The book “Watercolors” offers a selection of the artistic drawings and plans created by the Danish designer Finn Juhl together with Marianne Riis-Carstensen.​
by Anna Moldenhauer | 10/11/2016

Finn Juhl (1912 – 1989) is considered one of the fathers of what we now consider to be “Danish design”. Thanks to the mid-century boom, his furniture is once again in demand the world over. The designs behind his interiors are as fascinating as the interiors themselves are artistic: The hand-drawn and colored drafts and plans from the 1950s and 1960s stem from a time in which CAD plans and renderings were still beyond the realm of imagination. Finn Juhl therefore struck it lucky when he recognized the talent of his student Marianne Riis-Carstensen, noticing her colored paper designs at the “Skolen for Bodigindretning”, a school of interior design in Frederiksberg. He offered her a position as a draftswoman in his office for furniture and interior design – and Marianne quickly became his right-hand woman. During the 1950s she mainly converted Juhl’s designs into artful watercolors. Together, they honed new color nuances for upholstery, including “Lundstrøm pink”, which referenced the “gouache” colors of Danish painter Vilhelm Lundstrøm (1893 – 1950). Over the years they thus created a range of colors that corresponded to the zeitgeist of the time and indeed of today.

Without the coloration of technical drawings, the serial production for the Baker Furniture Inc. would not have been possible.

⁂

• **PROBLEM**
In the article on Finn Juhl's watercolors, at which school did Juhl notice Marianne Riis-Carstensen's colored paper designs?

• **RAW DATA**
⁂

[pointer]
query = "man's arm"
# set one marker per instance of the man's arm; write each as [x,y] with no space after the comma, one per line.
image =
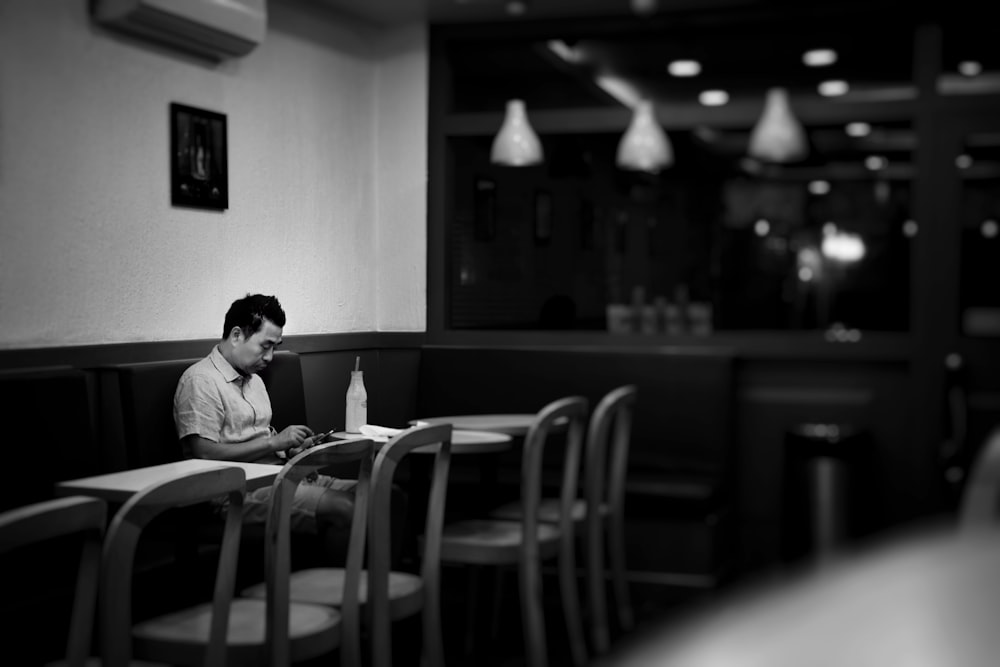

⁂

• **TASK OUTPUT**
At the "Skolen for Bodigindretning," a school of interior design in Frederiksberg.